◆ Extrait:
= = = =

Lorsque Douglas Pearce crée l'entité Death In June au début des années en compagnie de deux acolytes dont il se séparera très vite, sa musique est celle d"une synth pop industrielle très mélodique entre Cabaret Voltaire à son plus martial et...Depeche Mode à son plus primesautier. A partir de The Wörld Thät Sümmer (1986), tout est consommé et l'ancien punk anarchiste du groupe Crisis se retrouve seul aux manettes de son "groupe" phare, occasionnellement secondé par son complice David Tibet de Current 93 ; nous y revenons. Dorénavant, Death In June sera en outre largement associé à la scène gothique.

= = = =

◆ Consignes:
- A) Citez mot pour mot le passage de l'extrait sur Death In June qui va de « Lorsque Douglas Pearce » jusqu'à « la scène gothique. » inclus.
- B) Rédigez, s'il vous plaît, la suite du texte consacré à Death In June, à partir de sa dernière phrase.

= = = =

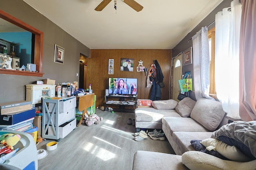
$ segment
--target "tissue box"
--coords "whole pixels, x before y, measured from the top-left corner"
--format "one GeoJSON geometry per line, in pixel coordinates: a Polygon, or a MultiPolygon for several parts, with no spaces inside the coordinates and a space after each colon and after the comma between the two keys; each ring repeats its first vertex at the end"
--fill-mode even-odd
{"type": "Polygon", "coordinates": [[[149,99],[138,99],[137,104],[138,106],[151,106],[152,100],[149,99]]]}
{"type": "Polygon", "coordinates": [[[43,84],[44,82],[42,81],[36,81],[36,84],[43,84]]]}
{"type": "Polygon", "coordinates": [[[27,64],[27,68],[30,71],[36,71],[36,64],[27,64]]]}
{"type": "Polygon", "coordinates": [[[43,80],[44,84],[55,84],[55,80],[51,79],[44,79],[43,80]]]}

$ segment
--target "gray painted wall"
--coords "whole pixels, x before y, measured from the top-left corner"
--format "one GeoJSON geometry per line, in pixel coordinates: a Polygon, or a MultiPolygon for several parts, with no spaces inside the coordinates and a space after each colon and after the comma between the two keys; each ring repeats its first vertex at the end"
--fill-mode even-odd
{"type": "MultiPolygon", "coordinates": [[[[206,16],[196,27],[185,37],[172,50],[172,57],[176,57],[180,53],[183,52],[190,47],[193,47],[193,43],[191,39],[197,32],[199,31],[202,27],[209,25],[215,20],[215,14],[219,11],[222,11],[224,8],[230,6],[230,3],[233,0],[224,0],[217,7],[215,8],[207,16],[206,16]],[[189,41],[190,40],[190,41],[189,41]]],[[[211,24],[208,27],[208,29],[212,28],[215,26],[215,22],[211,24]]],[[[193,57],[192,57],[193,60],[193,57]]],[[[187,71],[190,71],[192,80],[194,78],[194,71],[193,64],[186,65],[182,66],[182,74],[184,74],[187,71]]],[[[194,81],[192,82],[194,84],[194,81]]],[[[194,85],[193,89],[194,90],[194,85]]],[[[188,94],[192,99],[195,100],[196,98],[194,93],[190,91],[188,94]]]]}
{"type": "Polygon", "coordinates": [[[56,83],[79,80],[80,53],[90,49],[20,0],[1,0],[0,9],[44,32],[42,77],[0,74],[0,103],[26,99],[26,84],[49,78],[56,83]],[[54,63],[54,44],[65,49],[64,63],[54,63]]]}

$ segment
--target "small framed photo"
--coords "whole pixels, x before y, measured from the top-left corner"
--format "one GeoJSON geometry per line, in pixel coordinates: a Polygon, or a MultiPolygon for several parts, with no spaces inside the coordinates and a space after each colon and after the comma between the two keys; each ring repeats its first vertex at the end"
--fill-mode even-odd
{"type": "Polygon", "coordinates": [[[144,66],[137,67],[137,72],[144,71],[143,68],[144,68],[145,67],[144,66]]]}
{"type": "Polygon", "coordinates": [[[64,48],[55,44],[54,47],[54,63],[63,64],[64,62],[64,48]]]}
{"type": "Polygon", "coordinates": [[[192,47],[190,47],[183,52],[183,65],[192,64],[192,47]]]}

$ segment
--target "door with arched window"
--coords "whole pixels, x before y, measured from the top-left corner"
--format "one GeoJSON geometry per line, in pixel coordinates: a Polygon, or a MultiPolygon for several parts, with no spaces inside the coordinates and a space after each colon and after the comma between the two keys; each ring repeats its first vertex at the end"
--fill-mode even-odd
{"type": "Polygon", "coordinates": [[[173,60],[172,68],[173,70],[172,84],[172,99],[178,102],[180,101],[177,99],[177,98],[180,91],[179,80],[181,79],[182,76],[182,53],[178,55],[176,58],[173,59],[173,60]]]}

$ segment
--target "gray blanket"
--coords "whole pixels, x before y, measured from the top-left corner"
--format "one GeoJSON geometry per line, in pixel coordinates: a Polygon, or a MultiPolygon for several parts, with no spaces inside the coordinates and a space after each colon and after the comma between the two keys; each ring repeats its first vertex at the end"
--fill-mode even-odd
{"type": "Polygon", "coordinates": [[[247,146],[256,157],[256,121],[236,121],[222,126],[212,133],[211,138],[218,139],[224,136],[247,146]]]}

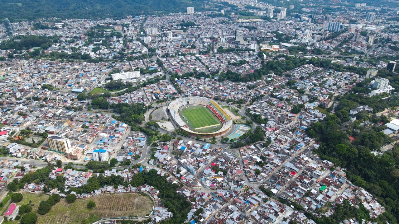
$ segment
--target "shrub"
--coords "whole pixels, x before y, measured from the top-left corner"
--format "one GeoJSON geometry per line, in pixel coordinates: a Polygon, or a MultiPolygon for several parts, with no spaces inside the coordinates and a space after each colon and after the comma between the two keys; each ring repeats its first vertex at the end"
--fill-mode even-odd
{"type": "Polygon", "coordinates": [[[93,208],[96,206],[96,202],[92,200],[89,201],[87,203],[87,208],[93,208]]]}
{"type": "Polygon", "coordinates": [[[65,199],[67,200],[67,202],[69,204],[73,203],[76,200],[76,195],[73,194],[69,194],[68,195],[65,199]]]}
{"type": "Polygon", "coordinates": [[[24,199],[24,196],[21,193],[15,193],[11,196],[11,200],[14,202],[19,202],[24,199]]]}
{"type": "Polygon", "coordinates": [[[38,221],[38,216],[33,212],[24,215],[21,219],[21,224],[34,224],[38,221]]]}

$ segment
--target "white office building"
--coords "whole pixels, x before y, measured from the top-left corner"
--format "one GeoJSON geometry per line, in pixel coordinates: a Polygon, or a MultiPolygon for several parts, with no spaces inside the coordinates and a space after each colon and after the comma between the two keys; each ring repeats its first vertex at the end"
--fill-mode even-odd
{"type": "Polygon", "coordinates": [[[114,81],[121,80],[122,81],[136,81],[138,79],[140,79],[141,77],[140,71],[116,73],[111,76],[114,81]]]}
{"type": "Polygon", "coordinates": [[[194,14],[194,7],[187,7],[187,14],[190,15],[194,14]]]}
{"type": "Polygon", "coordinates": [[[105,149],[95,149],[93,151],[93,159],[95,161],[108,161],[109,158],[108,152],[105,149]]]}

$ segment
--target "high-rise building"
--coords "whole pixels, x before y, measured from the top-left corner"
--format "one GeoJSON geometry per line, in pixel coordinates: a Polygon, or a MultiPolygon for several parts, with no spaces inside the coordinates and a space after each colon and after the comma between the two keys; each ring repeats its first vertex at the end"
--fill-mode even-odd
{"type": "Polygon", "coordinates": [[[389,83],[389,81],[386,79],[383,78],[381,79],[375,80],[374,81],[374,85],[373,88],[376,88],[378,89],[384,89],[387,87],[387,86],[389,83]]]}
{"type": "Polygon", "coordinates": [[[353,38],[352,40],[353,41],[359,41],[359,38],[360,37],[360,34],[359,33],[355,33],[353,35],[353,38]]]}
{"type": "Polygon", "coordinates": [[[50,149],[53,151],[65,153],[71,147],[69,139],[57,136],[51,136],[47,138],[50,149]]]}
{"type": "Polygon", "coordinates": [[[367,22],[373,22],[375,19],[375,13],[369,12],[366,16],[366,21],[367,22]]]}
{"type": "Polygon", "coordinates": [[[326,27],[327,29],[330,31],[338,32],[342,28],[342,24],[341,23],[328,22],[327,23],[326,27]]]}
{"type": "Polygon", "coordinates": [[[147,28],[146,31],[148,35],[156,35],[158,34],[158,28],[156,27],[147,28]]]}
{"type": "Polygon", "coordinates": [[[7,36],[12,37],[16,35],[15,30],[14,29],[14,26],[10,22],[10,20],[8,19],[3,20],[3,25],[6,28],[6,33],[7,36]]]}
{"type": "Polygon", "coordinates": [[[244,32],[243,31],[236,30],[235,41],[240,41],[240,43],[244,43],[244,32]]]}
{"type": "Polygon", "coordinates": [[[377,73],[378,72],[378,70],[377,69],[369,69],[367,70],[367,73],[366,74],[366,79],[372,79],[373,77],[377,76],[377,73]]]}
{"type": "Polygon", "coordinates": [[[271,7],[267,8],[267,16],[271,18],[273,17],[273,8],[271,7]]]}
{"type": "Polygon", "coordinates": [[[173,38],[173,32],[169,31],[168,31],[168,39],[169,41],[172,41],[173,38]]]}
{"type": "Polygon", "coordinates": [[[387,65],[387,70],[390,72],[393,72],[393,71],[395,71],[395,67],[396,67],[396,61],[390,61],[387,65]]]}
{"type": "Polygon", "coordinates": [[[366,41],[373,44],[374,43],[374,40],[375,37],[374,36],[372,35],[367,35],[367,37],[366,38],[366,41]]]}
{"type": "Polygon", "coordinates": [[[281,11],[280,13],[281,14],[281,19],[283,20],[284,18],[285,18],[285,14],[287,13],[287,9],[286,8],[281,8],[281,11]]]}
{"type": "Polygon", "coordinates": [[[187,14],[194,14],[194,7],[187,7],[187,14]]]}
{"type": "Polygon", "coordinates": [[[105,149],[97,149],[93,151],[93,159],[95,161],[108,161],[109,156],[105,149]]]}

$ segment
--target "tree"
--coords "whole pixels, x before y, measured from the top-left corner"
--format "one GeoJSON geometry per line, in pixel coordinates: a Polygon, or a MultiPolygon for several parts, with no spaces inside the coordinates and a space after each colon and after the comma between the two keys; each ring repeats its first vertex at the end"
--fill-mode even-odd
{"type": "Polygon", "coordinates": [[[87,203],[87,208],[93,208],[96,206],[96,203],[93,200],[90,200],[87,203]]]}
{"type": "Polygon", "coordinates": [[[115,166],[117,163],[118,160],[115,158],[111,159],[111,160],[109,161],[109,165],[111,167],[115,166]]]}
{"type": "Polygon", "coordinates": [[[161,137],[161,141],[163,142],[170,141],[172,140],[172,136],[168,134],[162,135],[161,137]]]}
{"type": "Polygon", "coordinates": [[[76,195],[75,195],[73,194],[69,194],[67,196],[65,199],[66,200],[67,202],[69,204],[73,203],[76,200],[76,195]]]}
{"type": "Polygon", "coordinates": [[[57,159],[56,160],[55,163],[57,164],[57,167],[58,168],[61,168],[62,167],[62,161],[61,161],[59,159],[57,159]]]}
{"type": "Polygon", "coordinates": [[[32,207],[29,204],[23,204],[20,207],[18,214],[22,214],[32,211],[32,207]]]}
{"type": "Polygon", "coordinates": [[[21,218],[21,224],[34,224],[38,221],[38,216],[33,212],[29,212],[24,215],[21,218]]]}
{"type": "Polygon", "coordinates": [[[19,202],[24,198],[24,196],[21,193],[15,193],[11,196],[11,200],[14,202],[19,202]]]}
{"type": "Polygon", "coordinates": [[[44,215],[51,209],[51,204],[45,200],[41,201],[38,208],[38,213],[39,214],[44,215]]]}

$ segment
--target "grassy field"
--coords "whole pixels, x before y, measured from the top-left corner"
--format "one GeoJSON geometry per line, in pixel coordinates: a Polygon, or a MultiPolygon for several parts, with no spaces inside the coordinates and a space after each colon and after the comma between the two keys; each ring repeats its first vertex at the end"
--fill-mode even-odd
{"type": "MultiPolygon", "coordinates": [[[[39,204],[49,196],[43,194],[25,193],[24,199],[18,204],[30,204],[33,212],[37,212],[39,204]]],[[[100,195],[87,199],[77,199],[68,204],[65,199],[53,205],[47,214],[38,214],[36,224],[80,224],[86,219],[87,223],[92,223],[103,218],[123,216],[144,216],[152,210],[152,200],[144,193],[126,193],[100,195]],[[91,209],[86,208],[89,200],[93,200],[97,206],[91,209]]],[[[4,222],[5,224],[17,224],[19,221],[4,222]]]]}
{"type": "Polygon", "coordinates": [[[260,19],[261,17],[259,16],[241,16],[238,18],[239,20],[256,20],[257,19],[260,19]]]}
{"type": "Polygon", "coordinates": [[[104,93],[106,92],[109,92],[109,90],[106,89],[104,89],[103,88],[93,88],[93,90],[92,90],[91,92],[90,92],[90,93],[92,94],[95,94],[96,93],[104,93]]]}
{"type": "Polygon", "coordinates": [[[212,112],[203,106],[188,107],[183,109],[182,112],[186,118],[183,120],[188,120],[194,129],[219,124],[212,112]]]}
{"type": "Polygon", "coordinates": [[[315,108],[314,109],[318,110],[323,114],[327,114],[327,109],[325,108],[321,108],[318,106],[317,107],[315,108]]]}

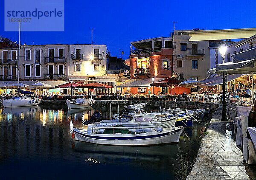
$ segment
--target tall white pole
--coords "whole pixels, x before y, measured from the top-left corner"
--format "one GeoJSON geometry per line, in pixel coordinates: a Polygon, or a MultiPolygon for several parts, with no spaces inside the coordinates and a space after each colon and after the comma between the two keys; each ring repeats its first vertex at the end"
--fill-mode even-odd
{"type": "Polygon", "coordinates": [[[19,22],[19,52],[18,55],[18,96],[19,95],[19,84],[20,84],[20,21],[19,22]]]}
{"type": "Polygon", "coordinates": [[[254,93],[253,92],[253,73],[252,72],[252,97],[253,98],[253,96],[254,93]]]}

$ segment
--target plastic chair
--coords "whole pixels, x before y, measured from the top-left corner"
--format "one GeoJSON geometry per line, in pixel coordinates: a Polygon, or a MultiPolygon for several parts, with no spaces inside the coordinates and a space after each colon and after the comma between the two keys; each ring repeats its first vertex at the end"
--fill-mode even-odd
{"type": "Polygon", "coordinates": [[[242,129],[242,141],[243,142],[243,157],[244,159],[248,162],[248,147],[247,143],[249,139],[246,138],[247,134],[246,131],[248,127],[248,115],[241,115],[240,120],[242,129]]]}
{"type": "Polygon", "coordinates": [[[240,117],[241,115],[248,115],[248,112],[250,111],[251,108],[252,107],[250,106],[238,106],[236,108],[237,114],[237,116],[235,117],[237,120],[236,142],[236,145],[240,146],[241,146],[243,144],[242,128],[240,117]]]}
{"type": "Polygon", "coordinates": [[[236,111],[235,109],[231,108],[230,109],[230,112],[231,114],[232,120],[233,121],[233,129],[234,130],[234,132],[235,133],[236,133],[236,126],[237,126],[237,119],[235,118],[236,116],[237,116],[236,112],[236,111]]]}

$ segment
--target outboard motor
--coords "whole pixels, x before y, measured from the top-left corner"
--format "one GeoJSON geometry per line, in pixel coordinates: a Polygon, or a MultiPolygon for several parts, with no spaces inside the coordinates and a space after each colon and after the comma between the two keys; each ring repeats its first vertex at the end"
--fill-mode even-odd
{"type": "Polygon", "coordinates": [[[99,122],[102,120],[102,115],[100,112],[94,112],[89,120],[85,120],[83,122],[84,125],[87,125],[93,122],[99,122]]]}

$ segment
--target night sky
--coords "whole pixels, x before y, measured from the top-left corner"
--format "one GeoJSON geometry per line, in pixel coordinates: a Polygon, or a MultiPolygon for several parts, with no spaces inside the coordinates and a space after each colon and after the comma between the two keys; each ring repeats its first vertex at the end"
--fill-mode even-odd
{"type": "MultiPolygon", "coordinates": [[[[4,31],[4,0],[0,2],[0,36],[17,41],[18,32],[4,31]]],[[[21,41],[90,44],[93,28],[95,44],[107,45],[111,56],[123,51],[126,59],[131,42],[169,37],[175,21],[176,30],[255,28],[256,5],[253,0],[66,0],[64,31],[22,32],[21,41]]]]}

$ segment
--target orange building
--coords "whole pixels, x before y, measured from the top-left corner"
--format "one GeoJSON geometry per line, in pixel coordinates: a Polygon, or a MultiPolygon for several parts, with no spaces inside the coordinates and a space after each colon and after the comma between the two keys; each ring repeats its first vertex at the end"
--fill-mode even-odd
{"type": "MultiPolygon", "coordinates": [[[[131,43],[130,59],[125,63],[130,67],[126,76],[129,80],[117,86],[123,88],[122,93],[133,94],[152,94],[153,87],[150,84],[166,78],[180,76],[173,71],[172,38],[158,37],[131,43]]],[[[154,87],[154,93],[177,94],[186,91],[182,87],[159,88],[154,87]]]]}

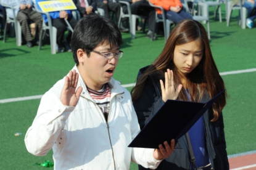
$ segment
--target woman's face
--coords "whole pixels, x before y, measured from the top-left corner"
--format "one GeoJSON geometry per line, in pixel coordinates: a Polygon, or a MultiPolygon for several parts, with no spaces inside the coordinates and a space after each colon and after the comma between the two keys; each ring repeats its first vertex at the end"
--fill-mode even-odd
{"type": "Polygon", "coordinates": [[[204,54],[200,39],[183,45],[175,46],[173,62],[178,71],[184,76],[191,73],[200,63],[204,54]]]}

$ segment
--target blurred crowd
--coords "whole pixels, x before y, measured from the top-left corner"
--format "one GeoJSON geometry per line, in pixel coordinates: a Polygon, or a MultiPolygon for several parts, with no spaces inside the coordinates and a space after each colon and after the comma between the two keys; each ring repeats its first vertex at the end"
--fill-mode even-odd
{"type": "MultiPolygon", "coordinates": [[[[28,47],[39,44],[39,35],[44,24],[48,25],[46,15],[39,12],[41,10],[38,2],[48,0],[0,0],[0,38],[2,38],[6,18],[16,18],[20,24],[22,32],[22,44],[28,47]],[[15,12],[8,7],[12,6],[15,12]]],[[[148,25],[146,36],[154,39],[157,39],[156,33],[153,31],[157,26],[155,24],[155,18],[162,18],[162,10],[155,9],[153,6],[162,7],[165,10],[167,19],[177,24],[184,18],[192,18],[195,14],[194,4],[191,1],[185,1],[188,4],[186,9],[184,6],[185,0],[72,0],[76,7],[76,12],[65,10],[49,12],[53,26],[57,28],[57,52],[71,52],[70,39],[72,29],[75,28],[81,17],[92,13],[104,15],[105,17],[115,21],[121,32],[130,31],[129,20],[127,14],[134,14],[143,16],[143,19],[136,22],[136,29],[144,29],[145,24],[148,25]],[[103,12],[102,12],[103,11],[103,12]],[[126,15],[125,15],[126,14],[126,15]],[[76,16],[74,16],[75,15],[76,16]],[[143,22],[141,24],[139,22],[143,22]],[[143,25],[142,26],[141,26],[143,25]],[[70,29],[68,29],[68,26],[70,29]],[[65,34],[65,31],[68,33],[65,34]]],[[[204,0],[199,0],[204,2],[204,0]]],[[[218,2],[220,0],[217,0],[218,2]]],[[[249,28],[254,28],[254,20],[256,18],[256,4],[254,0],[231,0],[232,7],[242,6],[247,9],[246,26],[249,28]]],[[[198,9],[197,9],[198,10],[198,9]]],[[[7,24],[6,30],[10,36],[14,36],[10,24],[7,24]]],[[[160,31],[161,26],[160,28],[160,31]]],[[[157,29],[156,30],[158,30],[157,29]]],[[[46,34],[44,33],[44,35],[46,34]]],[[[47,34],[46,33],[46,35],[47,34]]],[[[43,38],[46,36],[44,36],[43,38]]],[[[47,36],[46,36],[47,37],[47,36]]]]}

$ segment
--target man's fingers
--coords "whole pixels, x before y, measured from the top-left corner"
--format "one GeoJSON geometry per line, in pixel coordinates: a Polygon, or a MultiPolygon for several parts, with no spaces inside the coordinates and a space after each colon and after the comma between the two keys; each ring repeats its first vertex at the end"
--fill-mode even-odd
{"type": "Polygon", "coordinates": [[[160,80],[160,84],[161,86],[162,93],[163,93],[165,91],[165,86],[163,86],[163,82],[162,79],[160,80]]]}
{"type": "Polygon", "coordinates": [[[168,81],[169,87],[170,87],[170,86],[171,86],[171,71],[170,71],[170,69],[167,69],[167,75],[168,75],[168,81]]]}
{"type": "Polygon", "coordinates": [[[68,76],[65,76],[65,83],[64,83],[64,86],[63,86],[63,89],[64,90],[67,90],[69,86],[68,86],[68,82],[69,82],[69,78],[68,76]]]}
{"type": "Polygon", "coordinates": [[[182,89],[182,84],[180,84],[178,85],[177,89],[176,89],[175,94],[178,96],[179,95],[180,92],[181,91],[182,89]]]}
{"type": "Polygon", "coordinates": [[[165,72],[165,89],[168,89],[168,88],[169,87],[169,78],[168,78],[168,73],[165,72]]]}
{"type": "Polygon", "coordinates": [[[78,73],[75,74],[75,84],[73,86],[74,88],[76,88],[77,83],[78,82],[78,73]]]}
{"type": "Polygon", "coordinates": [[[75,70],[73,70],[72,72],[72,79],[71,79],[70,86],[71,87],[74,87],[76,73],[76,71],[75,71],[75,70]]]}
{"type": "Polygon", "coordinates": [[[173,70],[170,70],[170,72],[171,73],[171,85],[174,87],[173,71],[173,70]]]}
{"type": "Polygon", "coordinates": [[[174,139],[171,139],[171,152],[174,151],[174,147],[175,145],[175,140],[174,139]]]}

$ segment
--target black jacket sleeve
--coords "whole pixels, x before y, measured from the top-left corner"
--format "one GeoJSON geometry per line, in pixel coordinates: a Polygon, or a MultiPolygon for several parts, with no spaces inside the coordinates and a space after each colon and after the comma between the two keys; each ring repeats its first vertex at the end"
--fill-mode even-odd
{"type": "Polygon", "coordinates": [[[219,121],[220,124],[220,136],[221,137],[221,147],[222,151],[221,153],[223,156],[223,169],[229,169],[229,164],[228,163],[228,153],[226,152],[226,140],[225,140],[225,136],[224,132],[224,121],[223,121],[223,116],[221,114],[219,116],[218,118],[218,121],[219,121]]]}
{"type": "Polygon", "coordinates": [[[149,78],[147,79],[140,99],[133,102],[141,129],[143,128],[164,103],[162,96],[157,95],[156,91],[157,88],[155,88],[155,85],[154,86],[152,80],[151,81],[149,78]]]}

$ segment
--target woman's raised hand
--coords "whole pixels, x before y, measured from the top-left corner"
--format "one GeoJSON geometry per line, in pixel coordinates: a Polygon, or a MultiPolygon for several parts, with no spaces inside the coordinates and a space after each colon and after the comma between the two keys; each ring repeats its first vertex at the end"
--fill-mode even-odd
{"type": "Polygon", "coordinates": [[[65,78],[64,86],[60,94],[60,102],[67,106],[75,107],[78,102],[83,87],[79,87],[75,91],[78,82],[78,74],[76,71],[69,71],[68,76],[65,78]]]}
{"type": "Polygon", "coordinates": [[[167,72],[165,73],[165,84],[163,86],[163,82],[160,80],[162,91],[162,99],[163,102],[167,100],[176,100],[179,95],[179,93],[182,88],[182,85],[180,84],[175,91],[173,81],[173,72],[170,69],[167,69],[167,72]]]}

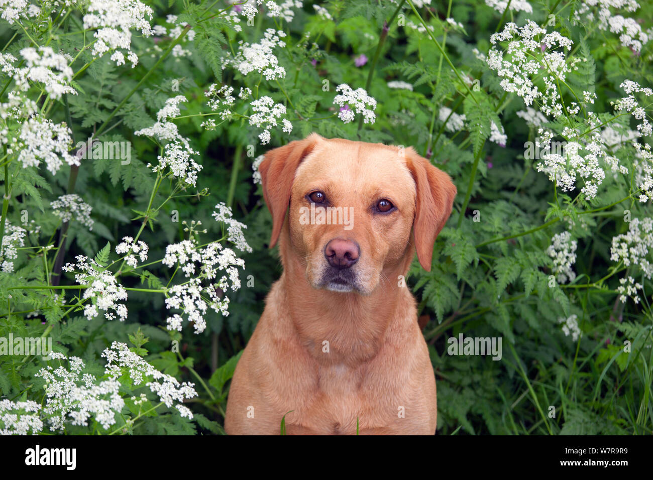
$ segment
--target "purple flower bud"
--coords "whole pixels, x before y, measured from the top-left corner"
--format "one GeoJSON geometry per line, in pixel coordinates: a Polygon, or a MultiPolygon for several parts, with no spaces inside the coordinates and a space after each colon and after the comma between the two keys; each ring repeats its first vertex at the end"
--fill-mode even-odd
{"type": "Polygon", "coordinates": [[[367,61],[368,57],[365,56],[365,54],[360,54],[360,55],[354,59],[354,65],[357,67],[362,67],[367,63],[367,61]]]}

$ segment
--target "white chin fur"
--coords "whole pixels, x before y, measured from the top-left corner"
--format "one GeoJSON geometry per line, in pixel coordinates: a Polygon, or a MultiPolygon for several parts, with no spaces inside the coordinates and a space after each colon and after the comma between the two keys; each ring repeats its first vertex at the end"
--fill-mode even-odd
{"type": "Polygon", "coordinates": [[[354,289],[354,287],[351,285],[336,283],[330,281],[326,284],[326,289],[332,292],[351,292],[354,289]]]}

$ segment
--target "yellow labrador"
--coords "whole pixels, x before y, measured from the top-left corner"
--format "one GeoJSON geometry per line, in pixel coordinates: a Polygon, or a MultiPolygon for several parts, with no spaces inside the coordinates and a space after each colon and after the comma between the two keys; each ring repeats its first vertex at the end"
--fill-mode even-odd
{"type": "Polygon", "coordinates": [[[259,170],[283,274],[236,368],[227,432],[278,434],[285,415],[288,434],[432,435],[435,376],[402,280],[415,249],[430,270],[450,177],[411,148],[317,134],[259,170]]]}

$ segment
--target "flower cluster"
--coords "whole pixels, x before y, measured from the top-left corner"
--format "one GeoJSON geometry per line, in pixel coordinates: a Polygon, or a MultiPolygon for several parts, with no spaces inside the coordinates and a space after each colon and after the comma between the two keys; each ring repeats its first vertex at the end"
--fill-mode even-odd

= = = =

◆ Réponses:
- A)
Lorsque Douglas Pearce crée l'entité Death In June au début des années en compagnie de deux acolytes dont il se séparera très vite, sa musique est celle d"une synth pop industrielle très mélodique entre Cabaret Voltaire à son plus martial et...Depeche Mode à son plus primesautier. A partir de The Wörld Thät Sümmer (1986), tout est consommé et l'ancien punk anarchiste du groupe Crisis se retrouve seul aux manettes de son "groupe" phare, occasionnellement secondé par son complice David Tibet de Current 93 ; nous y revenons. Dorénavant, Death In June sera en outre largement associé à la scène gothique.

- B)
Il faut revenir sur le contexte sulfureux autour du groupe et de la personnalité de son leader. Déjà ce patronyme qui bien que son créateur s'en défende mollement fait référence à la Nuit des longs couteaux, synonyme de purge Hitlérienne envers ses opposants nazis. Mais Joy Division n'avait pas fait autre chose en s'affublant d'un nom dédié aux bordels das camps de la mort. La comparaison avec le légendaire groupe mancunien ne s'arrête pas là puisque dans cette 7ème oeuvre considérée comme la plus aboutie de Death In June, une statue issue d'un complexe sportif celui-là issu du Foro Italico de Rome, orne la pochette.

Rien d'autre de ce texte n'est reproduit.